EXERCISE AIM:
Output the entries verbatim, including every line.

START DATA TO EXAMINE

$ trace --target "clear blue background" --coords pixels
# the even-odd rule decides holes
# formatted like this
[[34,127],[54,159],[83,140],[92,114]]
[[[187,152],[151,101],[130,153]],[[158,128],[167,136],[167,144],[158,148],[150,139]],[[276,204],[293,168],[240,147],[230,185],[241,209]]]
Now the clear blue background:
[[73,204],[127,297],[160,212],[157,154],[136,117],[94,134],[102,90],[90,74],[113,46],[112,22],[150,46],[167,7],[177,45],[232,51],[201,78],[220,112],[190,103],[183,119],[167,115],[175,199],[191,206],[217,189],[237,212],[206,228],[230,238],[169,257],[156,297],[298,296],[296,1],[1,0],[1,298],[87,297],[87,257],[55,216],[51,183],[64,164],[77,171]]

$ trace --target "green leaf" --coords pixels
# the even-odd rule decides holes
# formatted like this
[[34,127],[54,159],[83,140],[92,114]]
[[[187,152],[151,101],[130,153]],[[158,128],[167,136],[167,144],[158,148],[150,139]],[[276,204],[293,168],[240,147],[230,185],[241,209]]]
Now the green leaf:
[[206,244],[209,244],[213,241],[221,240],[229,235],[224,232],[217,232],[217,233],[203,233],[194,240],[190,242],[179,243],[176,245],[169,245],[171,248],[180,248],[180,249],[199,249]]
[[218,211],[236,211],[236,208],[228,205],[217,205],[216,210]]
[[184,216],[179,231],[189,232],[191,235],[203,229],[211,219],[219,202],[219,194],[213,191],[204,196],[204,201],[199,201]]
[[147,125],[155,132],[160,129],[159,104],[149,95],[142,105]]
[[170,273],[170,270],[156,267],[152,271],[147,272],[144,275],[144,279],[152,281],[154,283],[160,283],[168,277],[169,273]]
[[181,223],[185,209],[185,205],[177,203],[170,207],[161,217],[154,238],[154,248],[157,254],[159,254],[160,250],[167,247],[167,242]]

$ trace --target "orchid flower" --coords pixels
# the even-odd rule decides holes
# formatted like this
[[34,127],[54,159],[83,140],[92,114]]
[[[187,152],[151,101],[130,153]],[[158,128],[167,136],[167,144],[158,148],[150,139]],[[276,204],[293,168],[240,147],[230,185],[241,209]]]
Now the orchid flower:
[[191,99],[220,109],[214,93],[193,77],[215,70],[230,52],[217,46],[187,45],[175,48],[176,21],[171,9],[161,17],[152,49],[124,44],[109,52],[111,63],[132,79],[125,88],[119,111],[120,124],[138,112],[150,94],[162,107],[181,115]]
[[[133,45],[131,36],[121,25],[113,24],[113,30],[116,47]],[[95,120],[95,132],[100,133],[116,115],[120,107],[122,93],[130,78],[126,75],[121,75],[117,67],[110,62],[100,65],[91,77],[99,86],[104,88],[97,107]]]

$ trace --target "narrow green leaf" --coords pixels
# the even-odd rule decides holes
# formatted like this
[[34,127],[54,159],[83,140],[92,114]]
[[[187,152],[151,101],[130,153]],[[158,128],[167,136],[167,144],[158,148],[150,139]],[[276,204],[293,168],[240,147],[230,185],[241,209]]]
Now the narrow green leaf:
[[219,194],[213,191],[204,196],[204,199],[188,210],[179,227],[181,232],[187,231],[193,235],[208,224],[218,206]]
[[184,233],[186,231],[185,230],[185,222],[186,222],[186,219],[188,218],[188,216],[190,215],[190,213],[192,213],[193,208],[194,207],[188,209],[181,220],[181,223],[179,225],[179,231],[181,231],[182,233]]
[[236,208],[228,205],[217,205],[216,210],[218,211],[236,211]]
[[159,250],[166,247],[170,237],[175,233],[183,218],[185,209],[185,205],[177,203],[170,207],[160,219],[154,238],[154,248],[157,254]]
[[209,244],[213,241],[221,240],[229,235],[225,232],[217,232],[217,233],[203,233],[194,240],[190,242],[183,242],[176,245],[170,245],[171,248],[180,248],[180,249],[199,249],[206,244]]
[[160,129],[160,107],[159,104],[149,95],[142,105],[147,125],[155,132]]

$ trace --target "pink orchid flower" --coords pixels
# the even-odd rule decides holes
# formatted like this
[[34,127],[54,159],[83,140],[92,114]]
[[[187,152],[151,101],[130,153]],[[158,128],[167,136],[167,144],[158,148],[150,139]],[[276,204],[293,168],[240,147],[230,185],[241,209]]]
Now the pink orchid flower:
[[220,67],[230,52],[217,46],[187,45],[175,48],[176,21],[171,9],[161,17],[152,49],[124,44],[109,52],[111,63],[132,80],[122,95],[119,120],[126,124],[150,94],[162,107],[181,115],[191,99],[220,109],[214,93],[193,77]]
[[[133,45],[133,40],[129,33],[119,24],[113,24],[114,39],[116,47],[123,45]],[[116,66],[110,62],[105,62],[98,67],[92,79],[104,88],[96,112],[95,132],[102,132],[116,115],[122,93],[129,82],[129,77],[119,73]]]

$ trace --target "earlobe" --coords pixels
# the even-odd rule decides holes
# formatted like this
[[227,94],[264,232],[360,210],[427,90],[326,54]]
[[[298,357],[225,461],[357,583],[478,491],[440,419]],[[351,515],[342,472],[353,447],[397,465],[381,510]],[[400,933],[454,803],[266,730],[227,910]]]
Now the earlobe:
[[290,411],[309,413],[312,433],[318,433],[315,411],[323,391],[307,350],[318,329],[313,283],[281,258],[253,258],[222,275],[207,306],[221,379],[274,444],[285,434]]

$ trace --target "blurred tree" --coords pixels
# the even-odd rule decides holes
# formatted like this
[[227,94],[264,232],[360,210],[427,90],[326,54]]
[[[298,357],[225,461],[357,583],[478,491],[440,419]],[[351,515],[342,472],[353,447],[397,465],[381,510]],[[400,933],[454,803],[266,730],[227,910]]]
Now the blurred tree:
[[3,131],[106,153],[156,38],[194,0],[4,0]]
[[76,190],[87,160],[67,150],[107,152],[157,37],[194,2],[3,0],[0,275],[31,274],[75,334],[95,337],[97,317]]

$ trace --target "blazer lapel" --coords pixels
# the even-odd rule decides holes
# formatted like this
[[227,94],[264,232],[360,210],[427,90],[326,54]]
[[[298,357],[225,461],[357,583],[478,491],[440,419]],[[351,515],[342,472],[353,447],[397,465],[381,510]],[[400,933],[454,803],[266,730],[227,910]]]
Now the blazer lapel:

END DATA TO EXAMINE

RESPONSE TO THE EXERCISE:
$ trace --target "clear blue background" --coords pixels
# the even-odd rule decides holes
# formatted like this
[[34,127],[54,159],[83,140],[92,114]]
[[[187,152],[151,101],[130,153]],[[158,128],[167,136],[167,144],[158,148],[150,139]],[[276,204],[293,168],[240,147],[230,185],[241,209]]]
Now the clear blue background:
[[73,204],[127,297],[160,212],[157,154],[136,117],[94,134],[102,90],[90,74],[113,46],[112,22],[150,46],[167,7],[177,45],[232,51],[201,78],[220,112],[190,103],[183,119],[167,115],[175,199],[191,206],[217,189],[237,212],[206,228],[230,238],[169,257],[156,297],[298,296],[296,1],[1,0],[1,298],[87,297],[87,257],[55,216],[51,183],[64,164],[77,171]]

$ trace --target "green leaf" --coords pixels
# the even-odd rule decides holes
# formatted like this
[[34,127],[54,159],[83,140],[92,114]]
[[[187,152],[151,101],[130,153]],[[158,128],[167,136],[167,144],[158,148],[150,139]],[[276,204],[293,168],[240,147],[230,185],[241,209]]]
Now the green leaf:
[[206,244],[209,244],[213,241],[221,240],[229,235],[224,232],[217,232],[217,233],[203,233],[194,240],[190,242],[179,243],[176,245],[169,245],[171,248],[180,248],[180,249],[199,249]]
[[218,211],[236,211],[236,208],[228,205],[217,205],[216,210]]
[[184,216],[179,231],[189,232],[191,235],[203,229],[211,219],[219,202],[219,194],[213,191],[204,196],[204,201],[199,201]]
[[147,125],[155,132],[160,129],[159,104],[149,95],[142,105]]
[[170,273],[170,270],[156,267],[152,271],[147,272],[144,275],[144,279],[152,281],[154,283],[160,283],[168,277],[169,273]]
[[181,223],[185,209],[185,205],[177,203],[170,207],[161,217],[154,238],[154,248],[157,254],[159,254],[160,250],[167,247],[167,242]]

$ trace --target "orchid flower" --coords pixels
# the even-odd rule decides holes
# formatted like this
[[34,127],[54,159],[83,140],[92,114]]
[[[187,152],[151,101],[130,153]],[[158,128],[167,136],[167,144],[158,148],[150,139]],[[276,204],[293,168],[240,147],[230,185],[241,209]]]
Now the orchid flower:
[[191,99],[220,109],[214,93],[193,77],[215,70],[230,52],[217,46],[187,45],[175,48],[176,21],[171,9],[161,17],[152,49],[124,44],[109,52],[111,63],[132,79],[125,88],[119,111],[120,124],[138,112],[150,94],[162,107],[181,115]]
[[[133,45],[131,36],[121,25],[113,24],[113,30],[116,47]],[[95,120],[95,132],[100,133],[116,115],[120,107],[122,93],[130,78],[126,75],[121,75],[117,67],[110,62],[100,65],[91,77],[99,86],[104,88],[97,107]]]

$ trace --target "narrow green leaf" --coords pixels
# the even-odd rule decides holes
# formatted like this
[[34,127],[54,159],[83,140],[92,114]]
[[[187,152],[151,101],[130,153]],[[158,128],[167,136],[167,144],[158,148],[150,139]],[[276,204],[293,168],[240,147],[230,185],[241,209]]]
Now the narrow green leaf:
[[219,194],[213,191],[204,196],[204,199],[188,210],[179,227],[181,232],[187,231],[193,235],[208,224],[218,206]]
[[184,233],[186,231],[185,230],[185,222],[186,222],[186,219],[188,218],[188,216],[190,215],[190,213],[192,213],[193,208],[194,207],[188,209],[181,220],[181,223],[179,225],[179,231],[181,231],[182,233]]
[[236,208],[228,205],[217,205],[216,210],[218,211],[236,211]]
[[159,250],[166,247],[170,237],[175,233],[183,218],[185,209],[185,205],[177,203],[170,207],[160,219],[154,238],[154,248],[157,254]]
[[209,244],[213,241],[221,240],[229,235],[225,232],[217,232],[217,233],[203,233],[194,240],[190,242],[183,242],[176,245],[170,245],[171,248],[180,248],[180,249],[199,249],[206,244]]
[[160,129],[160,107],[159,104],[149,95],[142,105],[147,125],[155,132]]

$ trace --target "pink orchid flower" --coords pixels
# the even-odd rule decides holes
# formatted like this
[[34,127],[54,159],[83,140],[92,114]]
[[[187,152],[151,101],[130,153]],[[158,128],[167,136],[167,144],[158,148],[150,139]],[[276,204],[293,168],[240,147],[230,185],[241,209]]]
Now the pink orchid flower:
[[220,67],[230,52],[217,46],[187,45],[175,48],[176,21],[171,9],[161,17],[152,49],[124,44],[109,52],[111,63],[132,80],[122,95],[119,120],[126,124],[150,94],[162,107],[181,115],[191,99],[220,109],[214,93],[193,77]]
[[[133,45],[133,40],[129,33],[119,24],[113,24],[114,39],[116,47],[123,45]],[[116,66],[110,62],[105,62],[98,67],[92,79],[104,88],[96,112],[95,132],[102,132],[116,115],[122,93],[129,82],[129,77],[119,73]]]

$ trace --target "earlobe" --coords pixels
# the even-odd rule decides holes
# formatted like this
[[227,94],[264,232],[360,210],[427,90],[326,54]]
[[[298,357],[225,461],[357,583],[478,491],[440,419]],[[351,515],[342,472],[353,447],[397,465],[381,510]],[[400,933],[454,803],[266,730],[227,910]]]
Now the earlobe:
[[290,411],[309,413],[312,433],[318,433],[315,411],[323,391],[307,350],[318,329],[313,283],[281,258],[253,258],[222,275],[207,306],[221,379],[274,444],[285,434]]

$ trace --target "blurred tree" --coords pixels
# the even-odd rule decides holes
# formatted like this
[[227,94],[264,232],[360,210],[427,90],[326,54]]
[[[298,357],[225,461],[357,583],[478,491],[440,419]],[[351,515],[342,472],[353,447],[397,465],[381,510]],[[400,933],[454,803],[266,730],[227,910]]]
Now the blurred tree:
[[3,131],[106,153],[156,38],[194,0],[4,0]]
[[76,190],[87,160],[67,150],[107,152],[157,37],[194,2],[3,0],[0,275],[31,274],[75,334],[95,337],[97,317]]

$ trace --target "blazer lapel" --coords pixels
# the even-odd rule decides holes
# formatted like this
[[227,94],[264,232],[360,210],[427,90],[326,54]]
[[[298,357],[225,461],[357,583],[478,491],[440,419]],[[351,515],[342,472],[353,447],[397,465],[381,510]],[[400,933],[454,803],[266,730],[227,910]]]
Now the blazer lapel:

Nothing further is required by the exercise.